* TASK PROMPT
Write out the material exactly, without any of its pictures.

* RECORDS
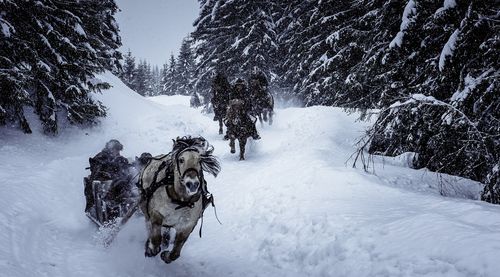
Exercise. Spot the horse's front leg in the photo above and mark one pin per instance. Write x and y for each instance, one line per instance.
(180, 239)
(220, 127)
(231, 144)
(153, 243)
(243, 142)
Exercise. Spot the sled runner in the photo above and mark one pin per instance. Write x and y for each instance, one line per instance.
(111, 188)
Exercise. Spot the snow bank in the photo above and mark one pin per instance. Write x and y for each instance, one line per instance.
(293, 208)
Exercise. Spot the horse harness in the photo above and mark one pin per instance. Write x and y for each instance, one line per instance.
(168, 183)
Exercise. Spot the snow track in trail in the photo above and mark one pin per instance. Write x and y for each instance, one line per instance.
(293, 208)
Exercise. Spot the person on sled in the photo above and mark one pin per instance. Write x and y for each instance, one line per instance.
(240, 92)
(107, 165)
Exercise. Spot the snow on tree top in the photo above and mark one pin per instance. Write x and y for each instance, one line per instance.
(448, 49)
(409, 11)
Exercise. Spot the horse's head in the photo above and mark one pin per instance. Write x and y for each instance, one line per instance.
(235, 111)
(192, 156)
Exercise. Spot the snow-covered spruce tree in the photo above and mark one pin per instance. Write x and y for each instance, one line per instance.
(445, 75)
(169, 78)
(128, 70)
(156, 74)
(49, 55)
(233, 37)
(184, 68)
(141, 78)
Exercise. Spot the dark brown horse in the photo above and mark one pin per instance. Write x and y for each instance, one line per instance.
(239, 125)
(263, 101)
(220, 98)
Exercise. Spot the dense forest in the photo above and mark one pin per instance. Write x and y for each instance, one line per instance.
(50, 52)
(427, 70)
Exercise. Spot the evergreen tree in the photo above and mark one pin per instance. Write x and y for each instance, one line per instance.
(233, 38)
(128, 70)
(184, 68)
(169, 83)
(49, 55)
(141, 78)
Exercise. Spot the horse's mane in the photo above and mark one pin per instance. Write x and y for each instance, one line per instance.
(209, 163)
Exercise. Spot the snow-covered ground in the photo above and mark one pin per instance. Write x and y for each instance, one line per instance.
(293, 208)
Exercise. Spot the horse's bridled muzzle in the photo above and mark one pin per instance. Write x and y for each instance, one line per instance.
(193, 186)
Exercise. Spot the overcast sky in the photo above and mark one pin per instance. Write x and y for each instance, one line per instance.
(153, 29)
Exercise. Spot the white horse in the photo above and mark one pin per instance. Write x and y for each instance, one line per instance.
(174, 193)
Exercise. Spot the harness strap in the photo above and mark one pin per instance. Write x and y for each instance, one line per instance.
(149, 191)
(181, 204)
(208, 199)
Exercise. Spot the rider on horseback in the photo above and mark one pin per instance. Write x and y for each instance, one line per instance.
(220, 95)
(240, 92)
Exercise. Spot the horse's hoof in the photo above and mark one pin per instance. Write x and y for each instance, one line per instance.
(167, 257)
(151, 250)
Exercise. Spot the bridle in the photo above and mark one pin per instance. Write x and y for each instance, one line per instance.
(199, 173)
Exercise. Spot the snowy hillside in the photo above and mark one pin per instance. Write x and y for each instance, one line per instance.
(293, 208)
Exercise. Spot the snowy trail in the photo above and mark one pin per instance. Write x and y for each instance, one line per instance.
(293, 208)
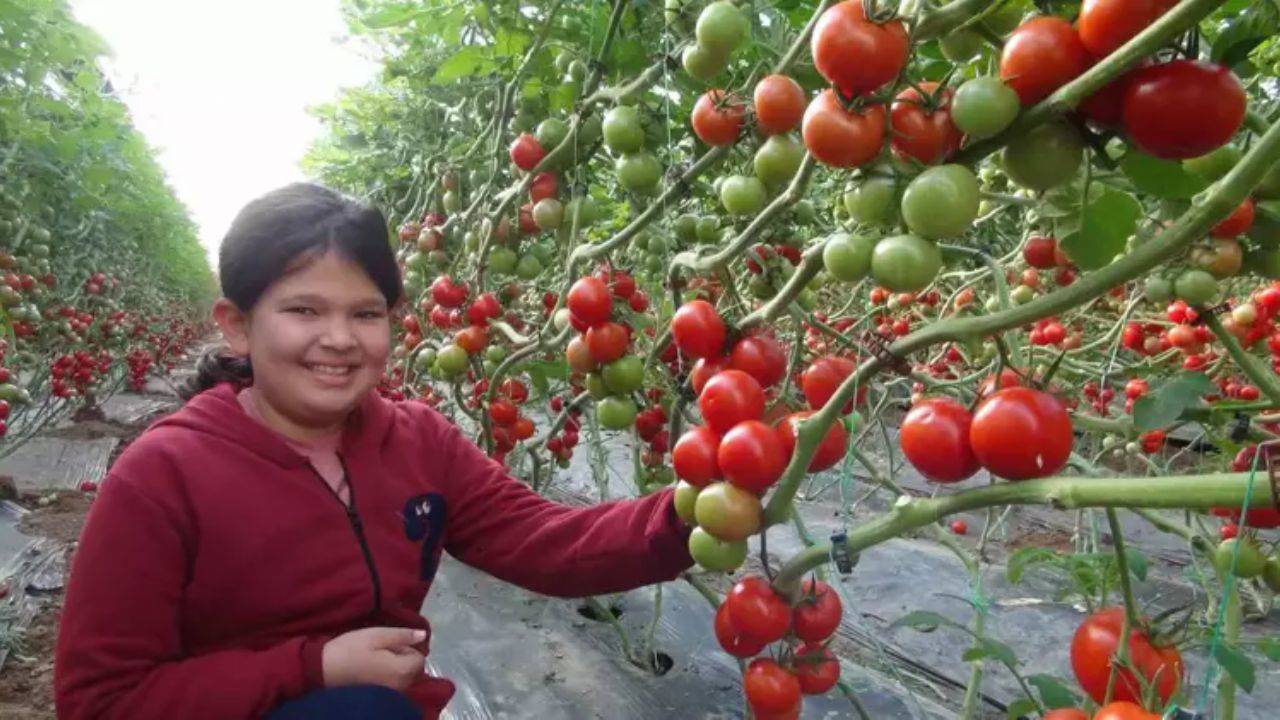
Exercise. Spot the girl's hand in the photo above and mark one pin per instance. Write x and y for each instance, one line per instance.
(374, 656)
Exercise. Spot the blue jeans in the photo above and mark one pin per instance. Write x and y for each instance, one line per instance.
(351, 702)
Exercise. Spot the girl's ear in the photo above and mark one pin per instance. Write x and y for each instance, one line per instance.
(234, 324)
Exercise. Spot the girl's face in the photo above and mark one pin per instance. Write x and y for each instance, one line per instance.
(319, 340)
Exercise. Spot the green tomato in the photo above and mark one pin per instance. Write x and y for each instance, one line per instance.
(1196, 287)
(1157, 290)
(721, 27)
(727, 511)
(452, 360)
(848, 256)
(502, 260)
(743, 195)
(685, 500)
(529, 267)
(778, 159)
(625, 374)
(983, 106)
(616, 413)
(960, 45)
(548, 214)
(703, 63)
(941, 201)
(624, 131)
(905, 263)
(1211, 167)
(1249, 564)
(551, 132)
(872, 201)
(1045, 156)
(713, 554)
(639, 172)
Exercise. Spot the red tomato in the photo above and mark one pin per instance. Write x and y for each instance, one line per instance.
(817, 616)
(730, 397)
(590, 301)
(1040, 57)
(731, 639)
(778, 104)
(757, 611)
(526, 151)
(1183, 108)
(752, 455)
(698, 329)
(717, 121)
(760, 356)
(1020, 433)
(840, 137)
(607, 342)
(1106, 24)
(705, 369)
(830, 451)
(855, 54)
(1096, 642)
(935, 438)
(821, 379)
(1038, 251)
(816, 668)
(923, 133)
(1237, 223)
(694, 458)
(769, 687)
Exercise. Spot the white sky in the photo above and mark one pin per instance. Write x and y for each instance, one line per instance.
(222, 90)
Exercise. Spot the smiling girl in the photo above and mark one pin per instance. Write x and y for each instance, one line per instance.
(265, 551)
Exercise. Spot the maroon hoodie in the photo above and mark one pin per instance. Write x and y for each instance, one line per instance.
(215, 561)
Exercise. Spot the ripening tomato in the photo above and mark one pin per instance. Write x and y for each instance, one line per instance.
(730, 397)
(1040, 57)
(752, 455)
(935, 438)
(778, 104)
(1020, 433)
(816, 668)
(817, 616)
(698, 329)
(590, 301)
(526, 151)
(1183, 109)
(1106, 24)
(855, 54)
(830, 451)
(1096, 642)
(734, 642)
(757, 610)
(840, 137)
(922, 124)
(760, 356)
(717, 121)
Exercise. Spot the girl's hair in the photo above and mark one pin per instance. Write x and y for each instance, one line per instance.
(269, 235)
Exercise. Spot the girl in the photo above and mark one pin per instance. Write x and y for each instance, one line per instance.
(265, 551)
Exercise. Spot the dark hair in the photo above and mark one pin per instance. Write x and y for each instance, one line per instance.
(269, 235)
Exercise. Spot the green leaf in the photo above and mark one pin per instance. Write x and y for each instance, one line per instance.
(1162, 405)
(1244, 32)
(1162, 178)
(924, 621)
(1052, 692)
(1237, 665)
(1109, 220)
(467, 60)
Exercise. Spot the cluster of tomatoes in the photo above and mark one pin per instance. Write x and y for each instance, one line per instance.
(754, 616)
(599, 352)
(1016, 433)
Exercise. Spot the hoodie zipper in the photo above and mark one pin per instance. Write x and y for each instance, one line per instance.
(356, 527)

* RESULT
Exercise. Spot the horse's front leg in the photo above and mark one pin per instance. Write x and y for each instance, one line per instance.
(180, 239)
(220, 127)
(231, 144)
(153, 243)
(243, 142)
Exercise. Spot the sled runner in the photo above and mark one pin per instance. Write x and y for each instance, one line per instance.
(111, 188)
Exercise. Spot the snow bank in the photo above and mark one pin per instance. Write x and y for each instance, one line per instance.
(293, 208)
Exercise. Spot the horse harness in the photo above and mark one pin per instance. Write x and y for each instance, one line per instance.
(168, 183)
Exercise. Spot the snow track in trail in the photo above and mark one pin per instance. Write x and y for each instance, one line per instance.
(293, 208)
Exercise. Spot the person on sled in the photo above and mark one pin per instance. Write x and y for each instance, one line per instance.
(240, 92)
(107, 165)
Exercise. Spot the snow on tree top in the photo above and mark one pin per instance. Write x and y for each instance, one line per instance.
(448, 49)
(409, 11)
Exercise. Spot the horse's head in the photo above and mark one pin per instance. Write x and y for each instance, one line per instance.
(235, 111)
(192, 156)
Exercise. Spot the snow-covered spruce tree in the photo above and mark one pin per instance. Write x and y for each instance, one line per instance.
(445, 75)
(169, 78)
(128, 70)
(156, 74)
(49, 55)
(233, 37)
(184, 68)
(141, 78)
Exercise. Spot the dark brown horse in the photo above and mark one pin per instance. Write x and y for each instance, one line per instance.
(239, 125)
(263, 101)
(220, 98)
Exercise. Spot the dense forest in the photo above and mark one pin per instance. Write x and y for each instance, one line per instance.
(50, 52)
(427, 70)
Exercise. Spot the evergreen tree in the photo above and mark one pin per instance. Write x and y for each instance, one line per instance.
(233, 38)
(128, 70)
(184, 68)
(169, 83)
(49, 55)
(141, 78)
Exercise. Spot the horse's mane in the photo above and mark one pin per instance. Write x and y for each instance, one line per instance.
(209, 163)
Exercise. Spot the snow-covered ground in the photo above and mark one pin per instance. Write x and y for each instance, one line per instance.
(293, 208)
Exercise. Spot the horse's bridled muzzle in the photo above and mark one pin per instance. Write x and y for each instance, one line per instance.
(193, 186)
Exercise. Spot the overcast sky in the photo above and mark one pin per instance. Write x and y for each instance, one line per instance.
(153, 29)
Exercise. Spot the white horse in the photo above and mark one pin per instance. Write x and y for each instance, one line per instance.
(174, 193)
Exercise. Spot the harness strap in the photo above and mark one pin per instance. Write x and y for each instance, one line per instance.
(149, 191)
(181, 204)
(208, 199)
Exercise. Spot the rider on horseback in the photo above and mark one pin per instance. Write x and y for each instance, one line per instance.
(220, 95)
(240, 92)
Exercise. Spot the horse's hoof in the photo above and mark one pin per instance. Write x and y for each instance, one line per instance.
(167, 257)
(151, 250)
Exercise. Spot the bridle in the photo above and mark one pin per instance. Write x and y for each instance, one line per instance.
(199, 173)
Exercise. Spot the snowy hillside in the photo above and mark one pin per instance. Write x and y for each instance, one line per instance.
(293, 208)
Exercise. Spot the snowy trail in the photo above and mark one pin per instance. Write x and y for each instance, one line per instance.
(293, 208)
Exercise. Spot the girl's hand in the photo above and mark one pin per instance. Write x and y for each instance, one line per instance.
(374, 656)
Exercise. Spot the blue jeans in the photo above and mark one pin per instance. Write x and y for each instance, one line per instance.
(351, 702)
Exercise. Spot the girl's ear in the photo above and mark one pin per instance. Write x and y for each instance, one line per instance.
(234, 324)
Exercise. Spot the girl's face in the photo above and mark one pin per instance. Write x and y for each instance, one line per instance.
(319, 340)
Exercise. Spot the green tomato in the photo above and mark one pin per instance. Write x and y for each instance, one line per instance.
(1196, 287)
(1157, 290)
(721, 27)
(727, 511)
(452, 360)
(848, 256)
(502, 260)
(743, 195)
(685, 500)
(529, 267)
(778, 159)
(625, 374)
(983, 106)
(616, 413)
(960, 45)
(548, 214)
(703, 63)
(941, 201)
(624, 131)
(905, 263)
(1211, 167)
(1249, 564)
(551, 132)
(872, 201)
(1045, 156)
(713, 554)
(639, 172)
Exercise. Spot the red tomato in the photo above and mark one pin per instance. Write x and y for each instance, one line per instance.
(817, 616)
(730, 397)
(590, 301)
(1040, 57)
(731, 639)
(778, 104)
(757, 611)
(526, 151)
(1183, 108)
(752, 455)
(698, 329)
(717, 121)
(760, 356)
(1020, 433)
(840, 137)
(607, 342)
(1106, 24)
(705, 369)
(830, 451)
(855, 54)
(1096, 642)
(935, 438)
(821, 379)
(1038, 251)
(816, 668)
(923, 133)
(1237, 223)
(694, 458)
(769, 687)
Exercise. Spot the white sky in the photo above and mark one pin per instance. Write x and y for each instance, one line per instance.
(222, 90)
Exercise. Spot the smiling girl in the photo above and mark one pin per instance. Write x and y for each instance, one line per instance.
(265, 551)
Exercise. Spot the maroon hoodie in the photo above and mark one pin per instance. Write x and y for each instance, one line per instance.
(215, 561)
Exercise. Spot the ripening tomato in the photo above and mark one pin per instance. Write x and y for each instance, one line per instance.
(730, 397)
(1040, 57)
(752, 455)
(935, 438)
(778, 104)
(1020, 433)
(816, 668)
(817, 616)
(698, 329)
(590, 301)
(526, 151)
(1183, 109)
(1106, 24)
(855, 54)
(830, 451)
(1096, 642)
(734, 642)
(757, 610)
(840, 137)
(922, 124)
(760, 356)
(717, 121)
Exercise. Spot the girl's hair in the photo above and mark one pin per instance. Write x and y for each instance, one line per instance.
(269, 235)
Exercise. Spot the girl in the photo above and mark one pin per instance. Write x and y for each instance, one line per instance.
(265, 551)
Exercise. Spot the dark hair in the photo above and mark one pin per instance. Write x and y for each instance, one line per instance.
(269, 235)
Exercise. Spot the green leaf in the photo above and mark one pin per instance. Write x and y for each instance, one line per instance.
(1162, 405)
(1244, 32)
(1162, 178)
(924, 621)
(1052, 692)
(1237, 665)
(1109, 220)
(467, 60)
Exercise. Spot the cluster of tomatoes in the photo above and mark one pin per instance. Write x and y for each instance, one line per instance.
(754, 616)
(599, 352)
(1016, 433)
Exercise. Spot the hoodie zipper in the photo above and mark one pin per instance. Write x and y for each instance, one line per instance.
(356, 527)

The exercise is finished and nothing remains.